Reproduce the stretch of the records from their first line through the line containing "66L244 66L244 68L246", both ends included, character for character.

• Records to process:
__________________________________________________
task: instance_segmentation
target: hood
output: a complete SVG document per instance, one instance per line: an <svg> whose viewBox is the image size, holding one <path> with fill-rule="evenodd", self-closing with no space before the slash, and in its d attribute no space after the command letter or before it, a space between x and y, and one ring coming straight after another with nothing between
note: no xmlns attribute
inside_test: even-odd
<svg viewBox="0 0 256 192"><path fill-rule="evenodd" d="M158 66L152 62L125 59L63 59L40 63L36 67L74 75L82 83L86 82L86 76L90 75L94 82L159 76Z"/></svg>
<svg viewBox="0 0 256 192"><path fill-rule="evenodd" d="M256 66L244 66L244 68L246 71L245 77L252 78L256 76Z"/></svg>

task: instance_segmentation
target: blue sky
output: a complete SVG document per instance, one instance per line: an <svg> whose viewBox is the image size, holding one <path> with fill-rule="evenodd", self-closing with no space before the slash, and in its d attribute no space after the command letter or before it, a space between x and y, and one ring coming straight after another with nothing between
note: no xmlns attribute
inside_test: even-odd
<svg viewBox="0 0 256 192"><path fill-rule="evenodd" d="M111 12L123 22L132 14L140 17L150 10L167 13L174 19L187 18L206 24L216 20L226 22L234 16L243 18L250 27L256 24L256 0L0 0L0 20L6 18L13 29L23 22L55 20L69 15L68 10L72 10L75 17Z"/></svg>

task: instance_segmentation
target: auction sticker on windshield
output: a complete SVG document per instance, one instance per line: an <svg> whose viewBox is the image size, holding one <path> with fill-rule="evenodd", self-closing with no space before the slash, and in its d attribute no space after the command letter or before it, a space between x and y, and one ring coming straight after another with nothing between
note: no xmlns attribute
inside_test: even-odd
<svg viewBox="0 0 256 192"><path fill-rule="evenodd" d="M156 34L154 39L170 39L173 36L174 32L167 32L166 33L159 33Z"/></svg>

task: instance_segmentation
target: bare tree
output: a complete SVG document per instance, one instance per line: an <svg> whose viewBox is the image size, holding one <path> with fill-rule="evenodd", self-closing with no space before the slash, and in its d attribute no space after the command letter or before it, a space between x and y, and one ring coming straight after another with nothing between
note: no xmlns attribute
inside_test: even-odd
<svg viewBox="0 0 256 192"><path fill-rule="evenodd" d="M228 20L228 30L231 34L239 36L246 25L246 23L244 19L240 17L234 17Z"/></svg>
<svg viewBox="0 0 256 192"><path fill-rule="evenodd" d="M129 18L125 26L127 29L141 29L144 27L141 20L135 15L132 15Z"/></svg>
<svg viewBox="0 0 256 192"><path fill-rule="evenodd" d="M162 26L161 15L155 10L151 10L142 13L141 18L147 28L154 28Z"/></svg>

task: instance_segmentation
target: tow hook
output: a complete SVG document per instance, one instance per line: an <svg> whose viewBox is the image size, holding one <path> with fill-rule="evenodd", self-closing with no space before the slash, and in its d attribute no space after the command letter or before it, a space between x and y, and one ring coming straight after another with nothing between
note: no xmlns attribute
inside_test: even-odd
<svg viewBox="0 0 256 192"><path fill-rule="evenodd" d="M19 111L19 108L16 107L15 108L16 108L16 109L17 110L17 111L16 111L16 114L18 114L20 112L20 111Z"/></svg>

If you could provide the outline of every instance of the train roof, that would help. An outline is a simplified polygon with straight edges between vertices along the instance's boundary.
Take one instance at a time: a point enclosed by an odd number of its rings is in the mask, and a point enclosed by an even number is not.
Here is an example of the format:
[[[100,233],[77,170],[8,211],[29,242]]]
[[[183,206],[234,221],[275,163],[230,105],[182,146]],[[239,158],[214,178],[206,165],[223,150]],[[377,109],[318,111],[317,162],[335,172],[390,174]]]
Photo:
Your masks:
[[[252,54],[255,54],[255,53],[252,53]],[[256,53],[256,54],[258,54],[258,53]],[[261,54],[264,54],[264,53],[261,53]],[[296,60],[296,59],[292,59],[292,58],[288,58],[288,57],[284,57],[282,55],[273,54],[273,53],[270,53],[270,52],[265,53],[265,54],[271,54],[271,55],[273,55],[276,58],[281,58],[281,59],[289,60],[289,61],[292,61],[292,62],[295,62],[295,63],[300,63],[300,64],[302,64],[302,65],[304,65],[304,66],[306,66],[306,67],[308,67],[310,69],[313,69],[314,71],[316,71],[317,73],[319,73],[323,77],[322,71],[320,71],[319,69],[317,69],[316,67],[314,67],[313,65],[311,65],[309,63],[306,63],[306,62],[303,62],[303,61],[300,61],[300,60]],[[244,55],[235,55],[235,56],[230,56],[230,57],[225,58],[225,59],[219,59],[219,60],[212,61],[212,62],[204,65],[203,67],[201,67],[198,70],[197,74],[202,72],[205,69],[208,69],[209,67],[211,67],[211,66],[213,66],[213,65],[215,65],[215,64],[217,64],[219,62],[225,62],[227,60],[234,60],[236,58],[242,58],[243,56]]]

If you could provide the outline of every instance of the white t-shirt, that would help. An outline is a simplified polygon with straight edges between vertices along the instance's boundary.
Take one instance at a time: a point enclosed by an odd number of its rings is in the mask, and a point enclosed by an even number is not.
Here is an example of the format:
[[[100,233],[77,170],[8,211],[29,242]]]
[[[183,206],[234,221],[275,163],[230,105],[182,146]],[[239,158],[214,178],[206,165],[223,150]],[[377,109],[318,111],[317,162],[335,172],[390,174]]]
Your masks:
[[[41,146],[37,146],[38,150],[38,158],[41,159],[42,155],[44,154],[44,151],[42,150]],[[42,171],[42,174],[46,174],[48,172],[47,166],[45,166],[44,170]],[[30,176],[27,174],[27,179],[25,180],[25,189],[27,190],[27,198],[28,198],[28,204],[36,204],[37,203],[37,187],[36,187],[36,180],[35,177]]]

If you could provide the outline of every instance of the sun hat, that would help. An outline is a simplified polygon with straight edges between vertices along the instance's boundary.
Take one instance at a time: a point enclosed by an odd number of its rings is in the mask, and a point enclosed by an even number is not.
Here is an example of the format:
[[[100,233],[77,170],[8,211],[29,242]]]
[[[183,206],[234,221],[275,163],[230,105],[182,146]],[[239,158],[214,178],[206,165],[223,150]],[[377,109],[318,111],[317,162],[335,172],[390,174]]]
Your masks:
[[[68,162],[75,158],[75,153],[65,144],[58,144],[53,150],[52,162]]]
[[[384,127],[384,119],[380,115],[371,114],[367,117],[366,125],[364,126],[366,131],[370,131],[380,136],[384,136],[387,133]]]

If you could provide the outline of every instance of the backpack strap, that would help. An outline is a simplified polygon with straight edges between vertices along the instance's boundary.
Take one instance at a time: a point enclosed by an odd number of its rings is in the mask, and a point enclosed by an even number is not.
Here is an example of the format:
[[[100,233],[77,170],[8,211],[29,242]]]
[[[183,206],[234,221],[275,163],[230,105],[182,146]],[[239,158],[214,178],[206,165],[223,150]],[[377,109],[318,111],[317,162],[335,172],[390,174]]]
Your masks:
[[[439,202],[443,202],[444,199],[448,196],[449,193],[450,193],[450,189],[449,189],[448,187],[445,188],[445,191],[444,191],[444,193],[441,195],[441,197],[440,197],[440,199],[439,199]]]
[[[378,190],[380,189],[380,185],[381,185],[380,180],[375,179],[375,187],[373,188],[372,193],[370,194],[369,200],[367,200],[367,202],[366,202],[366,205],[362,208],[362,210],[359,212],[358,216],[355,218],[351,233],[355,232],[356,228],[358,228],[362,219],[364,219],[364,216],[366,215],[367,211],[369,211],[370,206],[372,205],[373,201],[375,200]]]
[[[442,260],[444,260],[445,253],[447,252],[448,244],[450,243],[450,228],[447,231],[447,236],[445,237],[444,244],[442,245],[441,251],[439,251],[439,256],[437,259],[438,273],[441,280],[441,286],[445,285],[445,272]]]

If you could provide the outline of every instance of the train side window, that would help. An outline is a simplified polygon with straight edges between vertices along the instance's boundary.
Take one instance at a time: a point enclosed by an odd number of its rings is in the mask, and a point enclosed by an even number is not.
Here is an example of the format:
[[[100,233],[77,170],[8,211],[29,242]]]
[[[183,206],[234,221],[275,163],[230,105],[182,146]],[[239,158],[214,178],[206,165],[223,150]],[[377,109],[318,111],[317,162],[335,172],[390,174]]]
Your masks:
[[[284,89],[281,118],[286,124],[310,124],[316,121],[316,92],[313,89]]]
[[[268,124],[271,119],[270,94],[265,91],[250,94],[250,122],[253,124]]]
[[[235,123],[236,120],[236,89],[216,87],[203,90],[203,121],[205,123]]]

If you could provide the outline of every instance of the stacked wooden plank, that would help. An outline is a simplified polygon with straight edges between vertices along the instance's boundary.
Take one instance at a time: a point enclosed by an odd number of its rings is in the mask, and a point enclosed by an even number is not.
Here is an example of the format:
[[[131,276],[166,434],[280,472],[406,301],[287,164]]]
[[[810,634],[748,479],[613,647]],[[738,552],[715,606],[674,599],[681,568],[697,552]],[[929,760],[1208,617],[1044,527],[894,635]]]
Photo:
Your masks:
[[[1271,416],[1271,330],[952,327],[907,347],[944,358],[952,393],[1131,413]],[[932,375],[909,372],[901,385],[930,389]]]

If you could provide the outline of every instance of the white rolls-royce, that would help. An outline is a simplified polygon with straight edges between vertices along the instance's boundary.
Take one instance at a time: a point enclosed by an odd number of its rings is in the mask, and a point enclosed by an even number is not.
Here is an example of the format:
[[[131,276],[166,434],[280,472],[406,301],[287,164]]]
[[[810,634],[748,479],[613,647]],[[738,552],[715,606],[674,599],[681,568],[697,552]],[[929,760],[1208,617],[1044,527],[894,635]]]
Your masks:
__________________________________________________
• Task response:
task: instance_segmentation
target: hood
output: a complete SVG document per instance, one instance per line: an <svg> whose viewBox is the image size, holding one <path> with fill-rule="evenodd", self-closing with no space before the slash, and in its d attribute no space after the command letter or before it, a space between x and y, and one ring coming straight after another with nothing between
note: no xmlns attribute
inside_test: even-odd
<svg viewBox="0 0 256 192"><path fill-rule="evenodd" d="M158 66L152 62L125 59L63 59L40 63L36 67L74 75L82 83L86 82L86 76L90 75L94 82L159 76Z"/></svg>
<svg viewBox="0 0 256 192"><path fill-rule="evenodd" d="M256 66L244 66L244 68L246 71L245 77L252 78L256 76Z"/></svg>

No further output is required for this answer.